_YOUR TASK:_
Copy out the lines of the records below, and only those lines, from the one with "Give the innermost point of each instance of the green" through the one with "Give the innermost point of each instance of the beach", exactly as they appear.
━━━━━ INPUT FOR THIS TASK ━━━━━
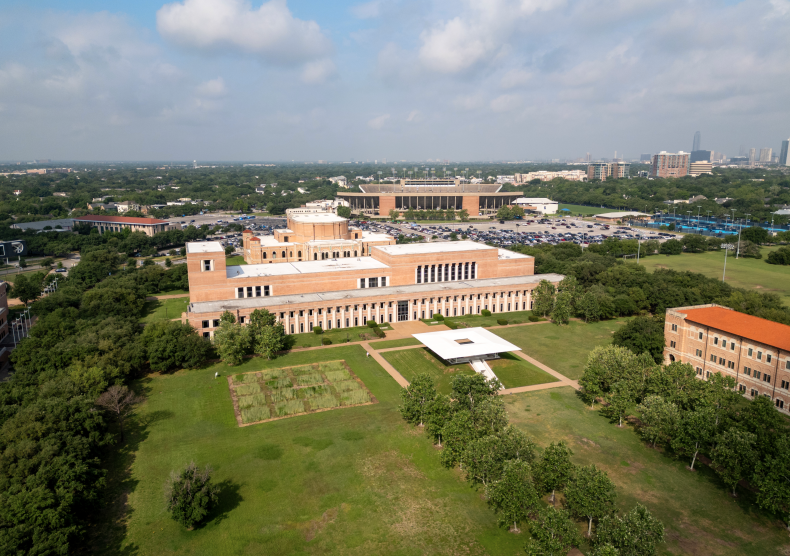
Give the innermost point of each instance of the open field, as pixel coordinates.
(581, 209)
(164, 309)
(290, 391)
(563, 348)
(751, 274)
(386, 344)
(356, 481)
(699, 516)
━━━━━
━━━━━ INPUT FOR THIS TASK ━━━━━
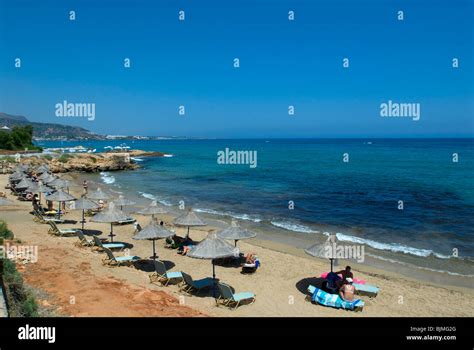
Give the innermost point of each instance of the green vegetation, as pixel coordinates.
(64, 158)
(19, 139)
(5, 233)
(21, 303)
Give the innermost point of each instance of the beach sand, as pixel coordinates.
━━━━━
━━━━━ INPUT FOR THIS TASK ━━━━━
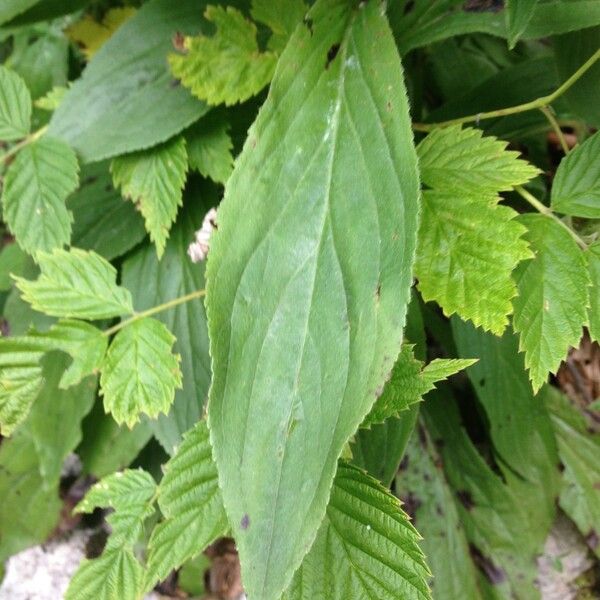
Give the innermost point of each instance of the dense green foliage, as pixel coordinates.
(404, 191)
━━━━━
_PROBLEM SOLUTION:_
Give the innermost point of each instance of the green vegetation, as pixel coordinates.
(64, 158)
(19, 139)
(5, 233)
(21, 303)
Give the innermost point of each instance of the beach sand, as pixel coordinates.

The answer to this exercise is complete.